◆ **DIRECTIVES**:
1) Using the account of St. Remy de Provence, decide whether each statement agrees with it, answering yes or no and quoting the words that settle it: (a) The hotel had only 16 rooms. (b) The guide, Catherine, was to accompany the group for the entire stay. (c) The restaurant with the atrium let the group pay for the meal by charge card.
2) Translate this sentence from the account of St. Remy de Provence into French: "The walls may be gone, but the main road for the town follows the path this town wall used to take."
3) Repeat the passage of the account of St. Remy de Provence from "The others wandered" up to and including "the intimate atmosphere.".

Bicycle in front of a restaurant, St. Remy de Provence, France Flowers in front of a house, St. Remy de Provence, France Interesting balcony, St. Remy de Provence, France

The three photos above were taken on this ramble through town. The photo on the left shows a bicycle parked in front of an Italian restaurant. The center photo shows some flowers in front of a house. And the photo on the right shows an interesting balcony.

Flowers deck the front of City Hall, St. Remy de Provence, France A quiet street in St. Remy de Provence, France Unusual flower pots on shutters

Three more photos from this charming town. The photo on the left shows the flowers that deck a balcony on City Hall. The center photo shows one of the very narrow streets that are common to this town. The photo on the right has some unusual flower pots mounted on shutters. These were available for sale.

St. Remy, like many towns in Provence, is very old and was established with a town wall encircling it which restricts the growth of the central part of town. The walls may be gone, but the main road for the town follows the path this town wall used to take. As a result, the narrow road shown above is very typical.

Swimming pool at L'Hotel des Artistes, St. Remy de Provence, France

Then we went back to the hotel to put our feet up for a while. In fact, I pulled my shoes and socks off and plopped my feet into the pool. The pool wasn’t really big enough for swimming, but it made a good place to cool feet. The swimming pool is pictured at the left (a photo taken later in our stay).

The others wandered in and our host, Antoine, brought out some wine to welcome us. He actually ran the hotel more like an inn or a B&B than a hotel. With only 16 rooms, I guess that makes sense. Antoine was adding on to the hotel, expanding the number of rooms and adding a parking garage. I hope he can maintain the intimate atmosphere.

We also met our guide, Catherine. She’ll be with us for the first three days of our stay.

Then on to dinner. I can’t remember the name of the place we ate this night, but we referred to it as the place with the atrium. It had a nice inner courtyard. And the owner came out to talk through the menu with us, describing each dish in tempting detail. It was hard making up our minds. I had the carrot/onion pate for appetizer, caramelized pork (much better than what I’d had in Marseilles) with a carrot, spinach, and squash casserole for the main course, and a warm chocolate cake, similar to pudding cake, but absolutely to die for, for dessert.

The only complaint I had with the meal was that the wine wasn’t very good. It must have been the last glass from the bottle, as it was very full of sediment. Oh, and they wouldn’t allow us to charge the meal. There was a 200 franc minimum for charge cards at most places.

This very delicious meal, complete with wine, was about $20. And that one glass of wine was the worst one I had the whole trip. It was drinkable and nice, but very thick and the sediment left a lot to be desired.

Then back to the hotel to prepare for tomorrow, our first day of shooting. The alarm is set for 4:45 am.

◆ **Excerpts of location labeling data**:
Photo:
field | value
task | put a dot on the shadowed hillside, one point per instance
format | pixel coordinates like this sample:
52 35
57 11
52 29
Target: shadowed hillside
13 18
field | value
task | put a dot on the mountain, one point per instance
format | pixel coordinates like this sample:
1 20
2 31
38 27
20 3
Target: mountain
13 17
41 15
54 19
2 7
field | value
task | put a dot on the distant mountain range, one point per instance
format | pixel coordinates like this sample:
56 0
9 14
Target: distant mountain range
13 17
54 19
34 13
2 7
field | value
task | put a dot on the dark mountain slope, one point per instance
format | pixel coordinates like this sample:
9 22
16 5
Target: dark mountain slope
---
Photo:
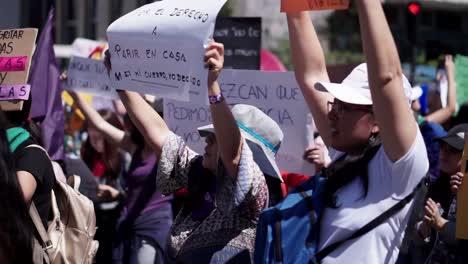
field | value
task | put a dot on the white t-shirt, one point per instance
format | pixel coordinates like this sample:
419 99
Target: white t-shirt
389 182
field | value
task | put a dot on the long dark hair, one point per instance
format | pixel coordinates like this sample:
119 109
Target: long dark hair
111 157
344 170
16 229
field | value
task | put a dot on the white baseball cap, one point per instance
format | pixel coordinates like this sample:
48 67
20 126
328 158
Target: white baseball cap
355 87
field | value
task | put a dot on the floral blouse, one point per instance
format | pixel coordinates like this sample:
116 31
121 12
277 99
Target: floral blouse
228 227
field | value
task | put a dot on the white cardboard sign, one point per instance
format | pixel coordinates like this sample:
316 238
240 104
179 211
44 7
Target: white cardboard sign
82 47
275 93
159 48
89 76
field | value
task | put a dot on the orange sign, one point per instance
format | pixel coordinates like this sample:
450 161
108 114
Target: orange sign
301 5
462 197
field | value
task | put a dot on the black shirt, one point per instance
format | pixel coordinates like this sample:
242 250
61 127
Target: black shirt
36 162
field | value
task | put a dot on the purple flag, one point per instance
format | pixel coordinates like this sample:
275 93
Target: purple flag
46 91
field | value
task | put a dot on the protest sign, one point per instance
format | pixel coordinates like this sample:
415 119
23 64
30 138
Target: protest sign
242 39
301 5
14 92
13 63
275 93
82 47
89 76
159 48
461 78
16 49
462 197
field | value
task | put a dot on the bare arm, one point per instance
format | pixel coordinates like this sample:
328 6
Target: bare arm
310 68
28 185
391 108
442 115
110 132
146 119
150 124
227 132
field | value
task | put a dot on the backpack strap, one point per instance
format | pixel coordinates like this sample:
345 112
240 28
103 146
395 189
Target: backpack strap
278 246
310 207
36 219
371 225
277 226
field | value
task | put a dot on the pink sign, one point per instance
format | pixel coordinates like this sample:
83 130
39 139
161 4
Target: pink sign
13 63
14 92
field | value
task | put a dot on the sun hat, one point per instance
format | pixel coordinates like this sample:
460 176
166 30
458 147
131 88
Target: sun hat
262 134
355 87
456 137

◆ **THE RESULTS**:
1)
(a) Yes: "With only 16 rooms, I guess that makes sense."
(b) No: "She’ll be with us for the first three days of our stay."
(c) No: "Oh, and they wouldn’t allow us to charge the meal."

2) Les murs ont peut-être disparu, mais la route principale de la ville suit le tracé qu'empruntait autrefois ce mur d'enceinte.

3)
The others wandered in and our host, Antoine, brought out some wine to welcome us. He actually ran the hotel more like an inn or a B&B than a hotel. With only 16 rooms, I guess that makes sense. Antoine was adding on to the hotel, expanding the number of rooms and adding a parking garage. I hope he can maintain the intimate atmosphere.